◆ Short exercise: Copy the records below, changing each "vertex pairs" to "coordinate pairs" and leaving everything else unchanged.

◆ Dataset entries:
------------------------------------------------------------------------

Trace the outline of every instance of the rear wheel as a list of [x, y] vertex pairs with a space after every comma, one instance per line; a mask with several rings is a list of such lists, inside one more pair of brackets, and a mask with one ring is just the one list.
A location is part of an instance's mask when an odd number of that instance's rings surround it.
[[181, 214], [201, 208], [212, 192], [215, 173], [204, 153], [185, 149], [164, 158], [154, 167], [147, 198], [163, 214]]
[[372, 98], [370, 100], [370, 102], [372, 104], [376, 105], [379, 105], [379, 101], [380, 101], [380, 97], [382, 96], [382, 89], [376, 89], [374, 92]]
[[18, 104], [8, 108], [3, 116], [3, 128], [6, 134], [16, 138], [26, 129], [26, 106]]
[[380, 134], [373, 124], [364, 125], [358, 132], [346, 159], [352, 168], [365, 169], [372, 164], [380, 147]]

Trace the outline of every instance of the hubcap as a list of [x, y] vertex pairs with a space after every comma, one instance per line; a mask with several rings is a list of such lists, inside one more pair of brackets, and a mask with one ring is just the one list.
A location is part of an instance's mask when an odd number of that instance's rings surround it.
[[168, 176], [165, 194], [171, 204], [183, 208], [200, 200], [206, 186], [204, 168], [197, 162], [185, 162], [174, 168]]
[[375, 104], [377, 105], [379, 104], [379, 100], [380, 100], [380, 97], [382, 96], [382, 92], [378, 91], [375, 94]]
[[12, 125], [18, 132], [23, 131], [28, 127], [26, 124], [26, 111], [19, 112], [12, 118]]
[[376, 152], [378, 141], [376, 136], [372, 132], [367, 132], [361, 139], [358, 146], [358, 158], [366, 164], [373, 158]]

------------------------------------------------------------------------

◆ Correct answer:
Trace the outline of every instance of the rear wheel as a list of [x, y] coordinate pairs with a space after every comma, one instance per line; a mask with several rings is a list of such lists, inside one more pair of brackets, and a mask with one ring is just the one list.
A location is part of an instance's mask when an odd number of that instance's rings surround it.
[[181, 214], [201, 208], [212, 192], [215, 173], [204, 153], [185, 149], [164, 158], [154, 167], [147, 198], [163, 214]]
[[372, 98], [370, 100], [370, 102], [372, 104], [376, 105], [379, 105], [379, 101], [380, 101], [380, 97], [382, 96], [382, 89], [376, 89], [374, 92]]
[[18, 104], [8, 108], [3, 116], [3, 128], [6, 134], [16, 138], [26, 129], [26, 106]]
[[380, 134], [373, 124], [364, 125], [358, 132], [346, 159], [352, 168], [365, 169], [372, 164], [380, 147]]

Trace the outline of every instance of the hubcap as a list of [x, y] coordinate pairs with a space after every comma, one instance per line; a mask with several rings is a list of such lists, inside one more pair of brackets, and a mask with one ring is just the one list.
A location is part of an instance's mask when an odd number of that instance's rings surround it.
[[168, 176], [165, 194], [171, 204], [183, 208], [200, 200], [206, 186], [204, 168], [197, 162], [185, 162], [174, 168]]
[[375, 104], [377, 105], [379, 104], [379, 100], [380, 100], [380, 97], [382, 96], [382, 92], [378, 91], [375, 94]]
[[12, 125], [18, 132], [23, 131], [28, 127], [26, 124], [26, 111], [19, 112], [12, 118]]
[[376, 152], [378, 141], [376, 136], [372, 132], [367, 132], [361, 139], [358, 146], [358, 158], [366, 164], [373, 158]]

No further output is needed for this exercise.